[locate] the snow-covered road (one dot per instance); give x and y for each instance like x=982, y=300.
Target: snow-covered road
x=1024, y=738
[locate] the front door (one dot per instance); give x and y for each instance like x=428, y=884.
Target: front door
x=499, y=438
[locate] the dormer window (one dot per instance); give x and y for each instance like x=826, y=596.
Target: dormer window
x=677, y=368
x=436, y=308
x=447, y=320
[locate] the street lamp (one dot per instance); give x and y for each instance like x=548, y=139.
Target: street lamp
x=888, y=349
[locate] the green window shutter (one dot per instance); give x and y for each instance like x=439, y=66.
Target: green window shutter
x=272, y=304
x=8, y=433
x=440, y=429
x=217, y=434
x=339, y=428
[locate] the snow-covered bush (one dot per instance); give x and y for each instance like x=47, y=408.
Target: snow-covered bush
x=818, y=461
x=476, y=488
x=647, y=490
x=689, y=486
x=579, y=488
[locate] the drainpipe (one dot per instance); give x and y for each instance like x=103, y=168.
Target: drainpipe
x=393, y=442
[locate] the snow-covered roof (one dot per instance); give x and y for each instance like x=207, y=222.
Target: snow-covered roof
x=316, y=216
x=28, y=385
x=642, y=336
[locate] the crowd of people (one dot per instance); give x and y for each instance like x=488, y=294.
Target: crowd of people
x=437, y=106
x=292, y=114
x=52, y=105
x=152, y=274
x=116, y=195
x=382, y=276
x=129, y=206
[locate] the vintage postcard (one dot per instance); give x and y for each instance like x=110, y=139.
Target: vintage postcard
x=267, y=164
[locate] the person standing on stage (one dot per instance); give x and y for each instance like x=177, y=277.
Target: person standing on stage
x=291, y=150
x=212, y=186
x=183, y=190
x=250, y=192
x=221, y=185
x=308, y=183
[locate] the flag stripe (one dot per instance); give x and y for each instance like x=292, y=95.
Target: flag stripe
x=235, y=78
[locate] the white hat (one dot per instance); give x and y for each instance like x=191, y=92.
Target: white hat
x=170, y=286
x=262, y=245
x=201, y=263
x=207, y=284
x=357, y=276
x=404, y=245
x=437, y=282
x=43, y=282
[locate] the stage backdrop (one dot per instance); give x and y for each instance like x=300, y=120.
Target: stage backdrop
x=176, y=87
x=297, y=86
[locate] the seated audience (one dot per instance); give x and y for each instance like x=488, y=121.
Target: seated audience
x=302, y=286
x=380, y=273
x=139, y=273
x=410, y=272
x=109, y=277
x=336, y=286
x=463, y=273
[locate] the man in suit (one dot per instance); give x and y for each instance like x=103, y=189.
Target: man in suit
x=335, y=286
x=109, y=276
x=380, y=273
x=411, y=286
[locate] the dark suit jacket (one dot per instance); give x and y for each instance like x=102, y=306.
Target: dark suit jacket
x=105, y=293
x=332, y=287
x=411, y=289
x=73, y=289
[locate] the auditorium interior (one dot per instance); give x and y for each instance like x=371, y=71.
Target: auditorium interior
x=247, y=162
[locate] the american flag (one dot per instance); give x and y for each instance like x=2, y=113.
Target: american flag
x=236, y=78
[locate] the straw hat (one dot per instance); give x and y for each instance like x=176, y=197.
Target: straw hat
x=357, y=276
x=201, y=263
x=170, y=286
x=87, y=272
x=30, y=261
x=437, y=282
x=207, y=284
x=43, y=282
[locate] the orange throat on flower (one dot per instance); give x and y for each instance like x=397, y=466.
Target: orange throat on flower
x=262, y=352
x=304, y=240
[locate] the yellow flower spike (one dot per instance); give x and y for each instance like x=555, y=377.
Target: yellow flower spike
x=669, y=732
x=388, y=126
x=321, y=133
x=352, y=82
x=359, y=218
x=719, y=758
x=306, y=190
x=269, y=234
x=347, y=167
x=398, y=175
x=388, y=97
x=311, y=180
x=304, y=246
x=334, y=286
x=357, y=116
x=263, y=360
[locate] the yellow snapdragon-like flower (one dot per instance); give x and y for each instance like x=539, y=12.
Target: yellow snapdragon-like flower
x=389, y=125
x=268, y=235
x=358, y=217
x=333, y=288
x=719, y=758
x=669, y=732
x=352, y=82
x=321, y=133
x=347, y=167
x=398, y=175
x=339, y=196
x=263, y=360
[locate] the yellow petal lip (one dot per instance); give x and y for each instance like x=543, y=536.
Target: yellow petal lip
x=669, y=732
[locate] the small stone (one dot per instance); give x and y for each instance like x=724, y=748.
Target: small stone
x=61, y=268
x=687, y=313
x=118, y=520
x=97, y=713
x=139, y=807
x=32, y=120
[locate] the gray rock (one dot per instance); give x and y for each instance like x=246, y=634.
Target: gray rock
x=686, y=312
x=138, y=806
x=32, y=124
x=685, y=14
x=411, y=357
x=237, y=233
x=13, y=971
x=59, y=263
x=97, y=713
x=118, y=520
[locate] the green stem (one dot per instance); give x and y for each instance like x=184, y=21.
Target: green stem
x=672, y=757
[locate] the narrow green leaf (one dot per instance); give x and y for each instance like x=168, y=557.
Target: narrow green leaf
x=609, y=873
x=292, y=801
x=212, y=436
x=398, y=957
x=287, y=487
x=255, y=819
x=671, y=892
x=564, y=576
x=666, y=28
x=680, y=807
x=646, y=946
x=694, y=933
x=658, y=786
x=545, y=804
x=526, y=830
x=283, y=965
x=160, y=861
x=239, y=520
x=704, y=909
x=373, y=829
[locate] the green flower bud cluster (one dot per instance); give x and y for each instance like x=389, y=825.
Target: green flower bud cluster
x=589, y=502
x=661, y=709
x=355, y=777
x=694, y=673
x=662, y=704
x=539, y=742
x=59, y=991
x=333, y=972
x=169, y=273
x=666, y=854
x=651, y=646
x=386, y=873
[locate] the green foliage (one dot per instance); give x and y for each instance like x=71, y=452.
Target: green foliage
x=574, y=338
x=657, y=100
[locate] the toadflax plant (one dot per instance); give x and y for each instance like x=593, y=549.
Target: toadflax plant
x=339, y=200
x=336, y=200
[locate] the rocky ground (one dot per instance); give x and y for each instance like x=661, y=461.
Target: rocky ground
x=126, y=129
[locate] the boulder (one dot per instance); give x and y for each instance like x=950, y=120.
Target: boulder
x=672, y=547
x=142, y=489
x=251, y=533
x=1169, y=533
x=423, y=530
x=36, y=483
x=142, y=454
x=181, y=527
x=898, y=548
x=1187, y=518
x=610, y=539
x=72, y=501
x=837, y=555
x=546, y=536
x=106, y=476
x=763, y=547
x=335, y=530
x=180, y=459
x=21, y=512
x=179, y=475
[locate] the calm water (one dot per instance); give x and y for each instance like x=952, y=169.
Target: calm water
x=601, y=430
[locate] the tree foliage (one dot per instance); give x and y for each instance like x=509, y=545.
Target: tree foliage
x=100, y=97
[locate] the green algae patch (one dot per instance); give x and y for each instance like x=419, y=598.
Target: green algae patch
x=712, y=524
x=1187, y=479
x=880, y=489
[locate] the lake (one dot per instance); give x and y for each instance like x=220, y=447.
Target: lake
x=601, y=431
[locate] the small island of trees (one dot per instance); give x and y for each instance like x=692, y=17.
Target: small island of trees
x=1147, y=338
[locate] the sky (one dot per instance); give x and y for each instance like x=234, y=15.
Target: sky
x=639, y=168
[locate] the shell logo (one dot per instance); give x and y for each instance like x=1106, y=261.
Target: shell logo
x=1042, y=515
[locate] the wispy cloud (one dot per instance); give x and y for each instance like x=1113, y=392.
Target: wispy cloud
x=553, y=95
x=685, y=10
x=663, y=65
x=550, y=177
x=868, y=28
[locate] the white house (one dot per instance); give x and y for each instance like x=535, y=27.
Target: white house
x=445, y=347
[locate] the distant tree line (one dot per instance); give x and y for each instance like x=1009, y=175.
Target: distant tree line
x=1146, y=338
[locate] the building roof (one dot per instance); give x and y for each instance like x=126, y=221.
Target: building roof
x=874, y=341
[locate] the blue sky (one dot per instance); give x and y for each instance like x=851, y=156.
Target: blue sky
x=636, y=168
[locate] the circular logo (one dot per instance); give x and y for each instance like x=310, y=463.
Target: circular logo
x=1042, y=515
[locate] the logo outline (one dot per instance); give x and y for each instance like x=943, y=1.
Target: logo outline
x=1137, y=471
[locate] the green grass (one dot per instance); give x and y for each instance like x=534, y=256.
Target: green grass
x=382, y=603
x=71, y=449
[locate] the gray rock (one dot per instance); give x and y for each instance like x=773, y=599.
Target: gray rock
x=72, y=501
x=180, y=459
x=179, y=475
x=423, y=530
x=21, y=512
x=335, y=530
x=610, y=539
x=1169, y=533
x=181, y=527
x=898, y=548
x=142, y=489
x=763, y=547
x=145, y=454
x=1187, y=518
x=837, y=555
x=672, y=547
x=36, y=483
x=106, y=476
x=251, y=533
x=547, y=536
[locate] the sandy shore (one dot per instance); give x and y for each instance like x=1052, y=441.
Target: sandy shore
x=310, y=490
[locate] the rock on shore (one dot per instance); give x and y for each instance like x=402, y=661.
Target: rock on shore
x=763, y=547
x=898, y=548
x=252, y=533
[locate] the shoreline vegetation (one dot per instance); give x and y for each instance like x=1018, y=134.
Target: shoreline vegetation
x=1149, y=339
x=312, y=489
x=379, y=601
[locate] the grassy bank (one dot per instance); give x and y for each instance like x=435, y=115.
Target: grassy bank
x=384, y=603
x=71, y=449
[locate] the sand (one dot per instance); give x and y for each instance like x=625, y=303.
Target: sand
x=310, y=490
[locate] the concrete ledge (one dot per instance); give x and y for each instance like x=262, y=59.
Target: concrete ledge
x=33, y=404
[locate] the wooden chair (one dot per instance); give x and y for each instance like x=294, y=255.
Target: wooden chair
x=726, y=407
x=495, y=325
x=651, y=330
******
Goal
Reproduce everything in the material from the line containing "[locate] the person" down to the line containing "x=308, y=183", including both of those lines, character for character.

Task output
[locate] the person standing on stage (one dot per instance); give x and y for each instance like x=177, y=277.
Target: person standing on stage
x=291, y=150
x=212, y=186
x=183, y=190
x=250, y=192
x=221, y=185
x=308, y=183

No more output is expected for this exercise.